== TASK STATEMENT ==
Set down word for word everything from the line containing "of the fingers." down to the end of the records below.

(Dataset records about object locations)
● ● ● ● ● ● ●

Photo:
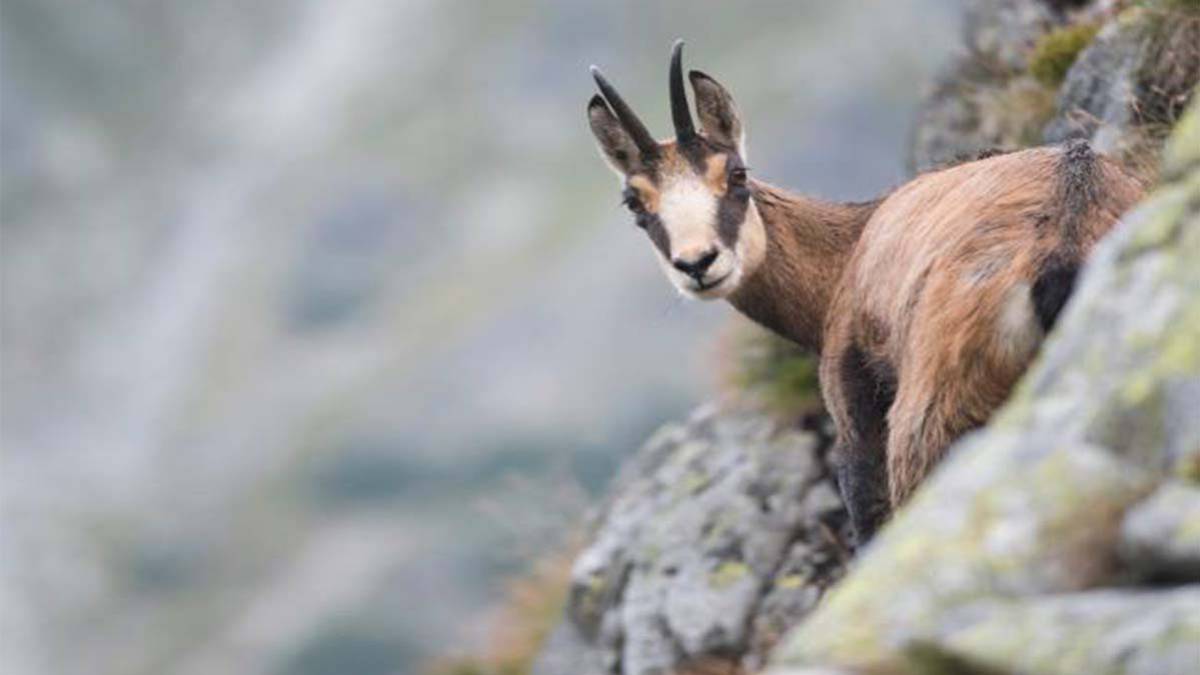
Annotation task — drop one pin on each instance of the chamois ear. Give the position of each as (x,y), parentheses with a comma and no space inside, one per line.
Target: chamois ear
(719,115)
(616,144)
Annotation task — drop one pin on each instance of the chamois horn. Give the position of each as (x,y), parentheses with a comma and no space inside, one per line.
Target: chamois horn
(681,114)
(642,138)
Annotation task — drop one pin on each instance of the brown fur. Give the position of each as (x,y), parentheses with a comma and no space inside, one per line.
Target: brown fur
(925,305)
(919,282)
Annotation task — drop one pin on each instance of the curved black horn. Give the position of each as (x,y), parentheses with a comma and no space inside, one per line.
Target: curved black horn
(642,138)
(681,114)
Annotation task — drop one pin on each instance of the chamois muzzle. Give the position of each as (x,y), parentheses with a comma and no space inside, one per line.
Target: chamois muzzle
(681,113)
(637,131)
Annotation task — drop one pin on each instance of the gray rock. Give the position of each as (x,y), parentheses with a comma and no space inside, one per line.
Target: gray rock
(1128,88)
(1000,34)
(1161,536)
(984,100)
(1101,632)
(721,533)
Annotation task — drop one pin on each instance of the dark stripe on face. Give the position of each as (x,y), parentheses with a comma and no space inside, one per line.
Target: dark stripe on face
(731,213)
(657,232)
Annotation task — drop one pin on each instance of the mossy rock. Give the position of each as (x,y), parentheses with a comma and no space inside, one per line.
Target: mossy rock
(1056,52)
(1031,507)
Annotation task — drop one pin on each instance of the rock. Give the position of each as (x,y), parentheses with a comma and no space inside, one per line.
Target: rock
(1000,34)
(1099,632)
(984,99)
(1033,506)
(721,533)
(1161,536)
(1128,88)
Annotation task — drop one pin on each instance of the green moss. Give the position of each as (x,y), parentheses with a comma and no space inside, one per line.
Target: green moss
(727,573)
(1057,51)
(922,657)
(777,371)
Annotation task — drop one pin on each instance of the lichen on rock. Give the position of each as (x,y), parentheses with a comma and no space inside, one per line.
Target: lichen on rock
(708,573)
(1062,494)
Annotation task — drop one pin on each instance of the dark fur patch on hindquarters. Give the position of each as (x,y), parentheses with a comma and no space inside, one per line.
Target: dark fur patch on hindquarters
(1051,290)
(869,390)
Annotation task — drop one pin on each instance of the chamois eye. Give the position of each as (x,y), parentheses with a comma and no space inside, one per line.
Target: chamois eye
(629,198)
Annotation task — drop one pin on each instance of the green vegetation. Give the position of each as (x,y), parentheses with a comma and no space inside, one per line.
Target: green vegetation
(531,609)
(1057,51)
(775,371)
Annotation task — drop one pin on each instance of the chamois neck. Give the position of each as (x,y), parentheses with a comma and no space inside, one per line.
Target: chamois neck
(809,243)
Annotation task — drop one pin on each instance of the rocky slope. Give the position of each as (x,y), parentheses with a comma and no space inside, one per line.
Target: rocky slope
(1063,537)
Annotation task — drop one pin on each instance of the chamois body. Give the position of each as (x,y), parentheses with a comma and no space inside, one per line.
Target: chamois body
(928,305)
(925,305)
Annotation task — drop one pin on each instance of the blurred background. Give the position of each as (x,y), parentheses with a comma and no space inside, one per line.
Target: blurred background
(321,318)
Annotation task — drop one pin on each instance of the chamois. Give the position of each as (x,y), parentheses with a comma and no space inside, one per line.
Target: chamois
(924,305)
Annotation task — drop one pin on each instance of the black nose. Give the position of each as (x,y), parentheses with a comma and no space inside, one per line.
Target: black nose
(696,268)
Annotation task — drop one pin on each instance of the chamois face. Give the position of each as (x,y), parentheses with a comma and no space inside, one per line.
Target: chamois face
(690,195)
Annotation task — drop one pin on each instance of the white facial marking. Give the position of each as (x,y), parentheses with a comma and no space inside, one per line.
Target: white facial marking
(688,210)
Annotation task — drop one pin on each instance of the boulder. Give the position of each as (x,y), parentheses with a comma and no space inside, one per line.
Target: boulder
(720,535)
(1009,542)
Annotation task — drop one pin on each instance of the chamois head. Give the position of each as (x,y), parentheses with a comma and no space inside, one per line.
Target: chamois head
(689,193)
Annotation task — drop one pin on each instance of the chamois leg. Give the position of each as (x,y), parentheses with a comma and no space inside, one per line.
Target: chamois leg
(858,398)
(923,423)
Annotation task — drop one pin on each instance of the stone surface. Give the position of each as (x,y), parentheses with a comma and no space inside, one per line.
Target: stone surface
(1161,536)
(720,535)
(984,100)
(1035,505)
(1128,88)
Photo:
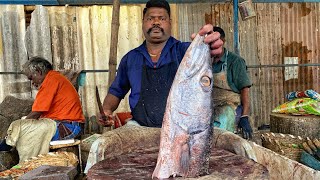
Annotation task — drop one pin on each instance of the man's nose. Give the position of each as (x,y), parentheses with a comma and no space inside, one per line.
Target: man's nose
(156,20)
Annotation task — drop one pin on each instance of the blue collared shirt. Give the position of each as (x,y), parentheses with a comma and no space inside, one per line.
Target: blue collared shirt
(129,72)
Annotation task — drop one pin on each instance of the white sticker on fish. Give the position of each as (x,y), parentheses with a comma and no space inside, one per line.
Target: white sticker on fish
(186,132)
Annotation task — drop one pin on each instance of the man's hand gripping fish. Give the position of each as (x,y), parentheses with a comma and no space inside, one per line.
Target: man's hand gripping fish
(186,132)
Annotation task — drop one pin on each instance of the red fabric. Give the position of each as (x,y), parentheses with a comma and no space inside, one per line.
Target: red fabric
(58,99)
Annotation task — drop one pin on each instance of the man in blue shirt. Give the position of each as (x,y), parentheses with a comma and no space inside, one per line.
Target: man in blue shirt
(148,70)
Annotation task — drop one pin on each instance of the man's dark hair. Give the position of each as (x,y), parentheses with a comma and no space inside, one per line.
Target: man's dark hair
(157,3)
(36,64)
(220,30)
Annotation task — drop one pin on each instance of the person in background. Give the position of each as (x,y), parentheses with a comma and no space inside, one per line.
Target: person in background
(148,70)
(56,112)
(231,91)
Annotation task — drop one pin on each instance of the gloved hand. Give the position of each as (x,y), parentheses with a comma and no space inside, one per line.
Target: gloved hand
(245,128)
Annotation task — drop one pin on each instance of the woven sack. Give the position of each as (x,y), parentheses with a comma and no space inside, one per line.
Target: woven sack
(284,144)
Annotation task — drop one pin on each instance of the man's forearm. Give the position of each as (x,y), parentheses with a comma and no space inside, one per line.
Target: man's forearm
(245,101)
(34,115)
(110,103)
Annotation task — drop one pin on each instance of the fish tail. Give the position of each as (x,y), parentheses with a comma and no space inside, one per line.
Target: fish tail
(185,158)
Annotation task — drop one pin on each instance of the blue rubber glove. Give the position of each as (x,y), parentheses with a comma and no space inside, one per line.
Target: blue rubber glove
(245,128)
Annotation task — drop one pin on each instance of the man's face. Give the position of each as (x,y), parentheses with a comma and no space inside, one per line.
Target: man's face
(156,25)
(36,78)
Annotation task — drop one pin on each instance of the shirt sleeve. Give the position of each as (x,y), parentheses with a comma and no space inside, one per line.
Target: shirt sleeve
(121,85)
(45,96)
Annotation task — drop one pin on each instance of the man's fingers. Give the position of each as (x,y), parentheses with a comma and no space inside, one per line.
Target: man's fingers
(193,36)
(206,29)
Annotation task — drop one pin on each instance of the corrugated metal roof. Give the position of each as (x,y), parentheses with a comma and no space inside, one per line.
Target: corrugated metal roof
(80,39)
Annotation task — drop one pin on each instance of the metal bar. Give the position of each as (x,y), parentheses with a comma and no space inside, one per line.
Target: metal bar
(249,66)
(11,73)
(109,2)
(235,27)
(281,65)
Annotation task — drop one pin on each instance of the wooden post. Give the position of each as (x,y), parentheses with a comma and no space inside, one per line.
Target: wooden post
(114,41)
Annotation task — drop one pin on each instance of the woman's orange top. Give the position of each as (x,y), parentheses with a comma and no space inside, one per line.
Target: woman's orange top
(58,99)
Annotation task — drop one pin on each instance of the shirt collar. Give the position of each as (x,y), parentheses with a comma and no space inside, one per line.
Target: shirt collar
(224,57)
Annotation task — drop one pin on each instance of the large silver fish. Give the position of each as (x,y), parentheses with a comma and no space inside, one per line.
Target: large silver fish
(186,132)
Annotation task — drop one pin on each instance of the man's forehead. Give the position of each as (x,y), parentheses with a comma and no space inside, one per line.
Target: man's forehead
(156,11)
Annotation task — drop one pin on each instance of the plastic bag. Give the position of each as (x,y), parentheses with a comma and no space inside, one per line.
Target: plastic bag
(300,94)
(299,106)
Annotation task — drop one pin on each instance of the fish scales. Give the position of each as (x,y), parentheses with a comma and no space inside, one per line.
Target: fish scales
(186,132)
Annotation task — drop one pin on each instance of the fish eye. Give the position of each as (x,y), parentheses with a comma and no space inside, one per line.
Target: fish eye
(205,81)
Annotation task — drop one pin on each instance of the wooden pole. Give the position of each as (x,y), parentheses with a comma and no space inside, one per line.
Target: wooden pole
(114,41)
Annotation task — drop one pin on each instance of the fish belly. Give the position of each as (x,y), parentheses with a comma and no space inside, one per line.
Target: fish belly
(186,136)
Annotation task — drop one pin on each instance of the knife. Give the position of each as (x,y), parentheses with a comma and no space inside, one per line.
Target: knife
(103,116)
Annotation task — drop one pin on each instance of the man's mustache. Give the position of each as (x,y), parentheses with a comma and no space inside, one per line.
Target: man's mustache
(155,26)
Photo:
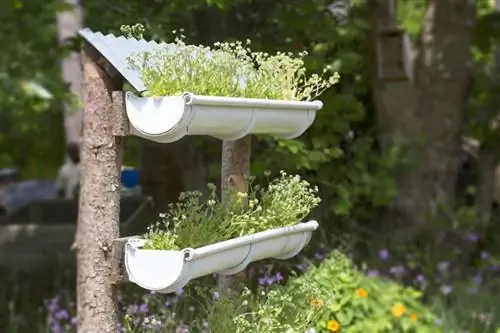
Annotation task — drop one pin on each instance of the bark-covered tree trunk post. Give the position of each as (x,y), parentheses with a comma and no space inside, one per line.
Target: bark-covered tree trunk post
(429,107)
(235,169)
(98,218)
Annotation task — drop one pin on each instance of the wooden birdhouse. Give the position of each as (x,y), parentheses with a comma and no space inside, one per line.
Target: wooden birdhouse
(394,60)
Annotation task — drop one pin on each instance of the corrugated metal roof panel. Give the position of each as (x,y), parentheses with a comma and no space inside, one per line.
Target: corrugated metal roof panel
(117,49)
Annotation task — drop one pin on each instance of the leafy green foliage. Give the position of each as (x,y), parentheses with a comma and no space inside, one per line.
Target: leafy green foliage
(359,303)
(228,69)
(332,297)
(192,223)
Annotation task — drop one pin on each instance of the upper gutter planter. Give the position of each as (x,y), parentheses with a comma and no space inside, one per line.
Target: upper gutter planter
(168,119)
(167,271)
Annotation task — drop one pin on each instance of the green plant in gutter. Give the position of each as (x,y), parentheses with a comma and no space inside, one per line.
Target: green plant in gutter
(227,69)
(194,222)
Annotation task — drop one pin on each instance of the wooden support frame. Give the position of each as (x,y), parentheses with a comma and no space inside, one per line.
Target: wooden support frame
(98,218)
(235,170)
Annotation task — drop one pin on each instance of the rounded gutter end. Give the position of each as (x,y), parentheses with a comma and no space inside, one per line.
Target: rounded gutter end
(188,254)
(155,270)
(314,224)
(188,98)
(155,116)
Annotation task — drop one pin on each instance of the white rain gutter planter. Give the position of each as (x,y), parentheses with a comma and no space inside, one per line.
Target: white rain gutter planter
(167,271)
(168,119)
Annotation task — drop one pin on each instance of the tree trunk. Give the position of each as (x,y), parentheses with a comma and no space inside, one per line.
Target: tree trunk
(429,108)
(68,24)
(98,218)
(235,168)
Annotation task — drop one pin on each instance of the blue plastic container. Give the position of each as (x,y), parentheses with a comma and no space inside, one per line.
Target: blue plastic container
(130,178)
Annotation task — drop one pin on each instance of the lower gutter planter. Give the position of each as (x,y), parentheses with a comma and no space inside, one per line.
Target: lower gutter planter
(167,271)
(168,119)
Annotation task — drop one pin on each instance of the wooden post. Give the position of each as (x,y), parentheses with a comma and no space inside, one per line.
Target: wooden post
(235,169)
(98,218)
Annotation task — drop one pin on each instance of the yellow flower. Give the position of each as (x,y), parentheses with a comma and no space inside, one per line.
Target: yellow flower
(398,310)
(317,303)
(362,292)
(333,326)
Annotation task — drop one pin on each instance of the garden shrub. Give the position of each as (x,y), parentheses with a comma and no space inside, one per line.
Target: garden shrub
(333,297)
(360,303)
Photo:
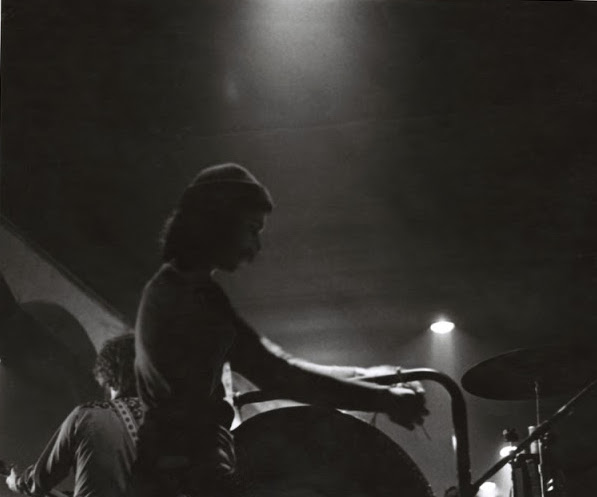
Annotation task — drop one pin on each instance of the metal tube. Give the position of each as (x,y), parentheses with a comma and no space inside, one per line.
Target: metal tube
(459,414)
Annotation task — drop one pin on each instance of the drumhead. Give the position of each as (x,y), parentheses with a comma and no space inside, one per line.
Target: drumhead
(316,452)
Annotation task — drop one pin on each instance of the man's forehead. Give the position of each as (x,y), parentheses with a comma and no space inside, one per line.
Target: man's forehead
(254,216)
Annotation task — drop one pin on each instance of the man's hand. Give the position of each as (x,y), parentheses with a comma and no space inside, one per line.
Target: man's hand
(406,404)
(11,480)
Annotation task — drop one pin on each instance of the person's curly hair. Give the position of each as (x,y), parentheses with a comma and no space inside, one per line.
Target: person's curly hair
(114,366)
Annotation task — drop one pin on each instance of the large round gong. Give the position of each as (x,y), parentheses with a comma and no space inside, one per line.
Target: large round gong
(316,452)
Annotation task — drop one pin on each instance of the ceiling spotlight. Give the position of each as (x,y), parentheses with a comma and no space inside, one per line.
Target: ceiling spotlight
(442,326)
(506,450)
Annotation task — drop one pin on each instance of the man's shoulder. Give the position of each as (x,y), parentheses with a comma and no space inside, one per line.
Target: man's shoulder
(102,407)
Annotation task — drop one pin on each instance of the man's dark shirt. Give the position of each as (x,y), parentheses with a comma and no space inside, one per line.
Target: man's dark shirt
(93,441)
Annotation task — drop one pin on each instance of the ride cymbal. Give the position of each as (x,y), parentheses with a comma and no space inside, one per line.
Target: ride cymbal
(556,370)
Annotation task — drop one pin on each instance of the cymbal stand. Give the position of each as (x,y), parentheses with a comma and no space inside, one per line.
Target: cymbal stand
(541,430)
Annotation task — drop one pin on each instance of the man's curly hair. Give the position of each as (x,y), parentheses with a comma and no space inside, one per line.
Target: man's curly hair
(114,366)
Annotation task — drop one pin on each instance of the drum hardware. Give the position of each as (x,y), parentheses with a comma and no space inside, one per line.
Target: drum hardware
(5,470)
(458,408)
(533,473)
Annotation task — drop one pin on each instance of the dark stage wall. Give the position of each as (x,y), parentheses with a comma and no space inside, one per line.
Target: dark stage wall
(425,157)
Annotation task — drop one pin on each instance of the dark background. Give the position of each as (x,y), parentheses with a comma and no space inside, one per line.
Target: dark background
(425,158)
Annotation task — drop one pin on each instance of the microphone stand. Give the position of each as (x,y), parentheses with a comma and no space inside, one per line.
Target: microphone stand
(539,431)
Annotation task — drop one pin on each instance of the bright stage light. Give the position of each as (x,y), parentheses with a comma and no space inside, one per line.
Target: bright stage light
(488,489)
(506,450)
(442,326)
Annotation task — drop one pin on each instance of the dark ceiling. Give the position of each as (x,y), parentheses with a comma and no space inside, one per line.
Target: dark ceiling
(425,157)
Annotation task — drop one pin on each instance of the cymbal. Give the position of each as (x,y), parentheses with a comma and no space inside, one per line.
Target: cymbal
(514,375)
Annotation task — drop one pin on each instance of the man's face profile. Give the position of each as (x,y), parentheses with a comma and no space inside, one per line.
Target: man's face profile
(243,240)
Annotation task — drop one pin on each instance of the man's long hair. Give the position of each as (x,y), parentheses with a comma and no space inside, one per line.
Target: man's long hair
(209,204)
(114,366)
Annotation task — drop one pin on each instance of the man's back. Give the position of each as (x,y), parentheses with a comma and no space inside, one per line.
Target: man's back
(97,440)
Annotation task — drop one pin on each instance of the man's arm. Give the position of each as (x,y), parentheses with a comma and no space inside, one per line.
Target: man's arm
(53,464)
(273,369)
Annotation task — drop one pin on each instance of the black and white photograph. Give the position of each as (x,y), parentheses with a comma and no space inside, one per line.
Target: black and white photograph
(298,248)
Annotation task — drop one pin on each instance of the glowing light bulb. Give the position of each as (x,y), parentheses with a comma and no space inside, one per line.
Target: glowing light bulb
(488,489)
(442,326)
(506,450)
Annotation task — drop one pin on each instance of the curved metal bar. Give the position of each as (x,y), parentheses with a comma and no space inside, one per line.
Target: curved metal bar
(459,414)
(459,420)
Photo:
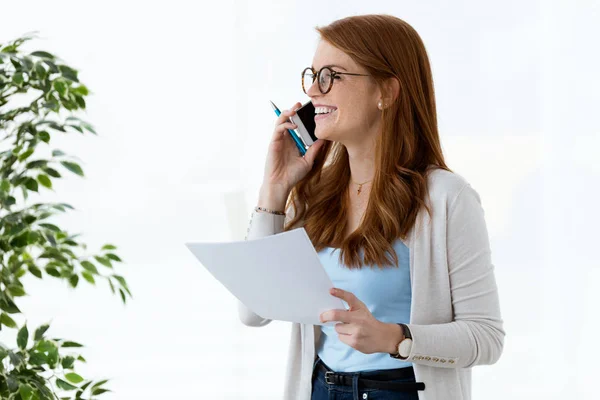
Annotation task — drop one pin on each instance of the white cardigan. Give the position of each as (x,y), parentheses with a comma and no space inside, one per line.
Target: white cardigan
(455,316)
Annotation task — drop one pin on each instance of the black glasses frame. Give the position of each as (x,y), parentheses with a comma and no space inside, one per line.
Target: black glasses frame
(318,76)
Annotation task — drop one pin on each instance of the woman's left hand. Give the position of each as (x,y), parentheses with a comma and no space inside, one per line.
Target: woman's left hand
(360,329)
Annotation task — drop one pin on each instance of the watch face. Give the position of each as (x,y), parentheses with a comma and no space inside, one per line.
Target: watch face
(405,347)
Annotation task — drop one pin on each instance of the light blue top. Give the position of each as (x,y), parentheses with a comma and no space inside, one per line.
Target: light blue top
(387,294)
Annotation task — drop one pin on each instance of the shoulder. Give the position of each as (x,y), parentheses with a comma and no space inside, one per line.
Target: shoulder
(443,184)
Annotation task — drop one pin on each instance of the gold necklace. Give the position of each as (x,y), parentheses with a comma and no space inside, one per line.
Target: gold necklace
(359,185)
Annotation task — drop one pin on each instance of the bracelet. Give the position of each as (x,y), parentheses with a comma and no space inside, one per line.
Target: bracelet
(269,211)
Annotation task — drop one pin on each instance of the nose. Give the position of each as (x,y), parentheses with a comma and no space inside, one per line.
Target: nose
(313,90)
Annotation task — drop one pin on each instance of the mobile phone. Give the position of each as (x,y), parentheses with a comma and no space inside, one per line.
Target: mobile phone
(305,119)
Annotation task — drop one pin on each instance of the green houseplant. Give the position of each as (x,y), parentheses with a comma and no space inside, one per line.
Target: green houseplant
(40,97)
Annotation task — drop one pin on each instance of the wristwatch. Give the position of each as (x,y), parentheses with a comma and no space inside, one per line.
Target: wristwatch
(405,344)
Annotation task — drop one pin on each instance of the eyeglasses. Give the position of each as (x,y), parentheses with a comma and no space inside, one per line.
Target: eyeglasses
(325,78)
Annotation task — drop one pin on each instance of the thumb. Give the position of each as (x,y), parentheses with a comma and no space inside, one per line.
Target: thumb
(312,151)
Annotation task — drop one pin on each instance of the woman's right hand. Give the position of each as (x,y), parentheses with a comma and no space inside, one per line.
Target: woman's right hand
(285,166)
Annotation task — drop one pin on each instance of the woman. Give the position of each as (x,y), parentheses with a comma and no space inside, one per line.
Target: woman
(402,237)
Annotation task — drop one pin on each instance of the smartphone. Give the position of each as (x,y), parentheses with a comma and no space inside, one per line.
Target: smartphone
(305,119)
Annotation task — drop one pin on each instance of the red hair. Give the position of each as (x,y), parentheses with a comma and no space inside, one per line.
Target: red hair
(406,148)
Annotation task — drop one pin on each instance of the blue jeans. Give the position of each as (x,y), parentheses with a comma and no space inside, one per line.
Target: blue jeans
(323,391)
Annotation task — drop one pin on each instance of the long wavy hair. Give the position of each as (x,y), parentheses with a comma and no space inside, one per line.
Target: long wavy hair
(406,149)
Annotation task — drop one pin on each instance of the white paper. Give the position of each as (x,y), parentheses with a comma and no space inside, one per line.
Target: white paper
(279,277)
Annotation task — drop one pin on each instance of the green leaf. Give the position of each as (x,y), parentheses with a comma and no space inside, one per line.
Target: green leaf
(25,391)
(64,385)
(8,321)
(31,184)
(51,227)
(60,87)
(68,362)
(35,271)
(26,154)
(23,337)
(90,267)
(39,332)
(104,261)
(45,181)
(88,277)
(18,78)
(73,377)
(44,136)
(73,167)
(52,271)
(40,71)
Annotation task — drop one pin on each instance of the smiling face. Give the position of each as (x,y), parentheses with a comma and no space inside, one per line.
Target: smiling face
(356,118)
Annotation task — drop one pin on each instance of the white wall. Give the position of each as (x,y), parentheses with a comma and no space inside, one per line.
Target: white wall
(180,101)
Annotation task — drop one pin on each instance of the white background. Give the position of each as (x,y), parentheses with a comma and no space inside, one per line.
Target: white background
(180,102)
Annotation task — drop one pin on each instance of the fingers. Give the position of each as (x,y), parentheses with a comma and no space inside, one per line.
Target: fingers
(281,129)
(312,151)
(283,123)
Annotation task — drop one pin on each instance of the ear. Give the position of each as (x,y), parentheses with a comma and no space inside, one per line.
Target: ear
(392,89)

● ● ● ● ● ● ●

== CORRECT OUTPUT ==
Annotation task — drop one pin on each instance of the fingers. Give the position of each as (x,y), parentheses with a comma and no space inside, one per line.
Target: fingers
(281,129)
(312,151)
(283,123)
Annotation task — drop one pin on each instance of the ear. Give the position of each as (x,y), parentheses with a comma and no space inside, one per line.
Target: ear
(392,89)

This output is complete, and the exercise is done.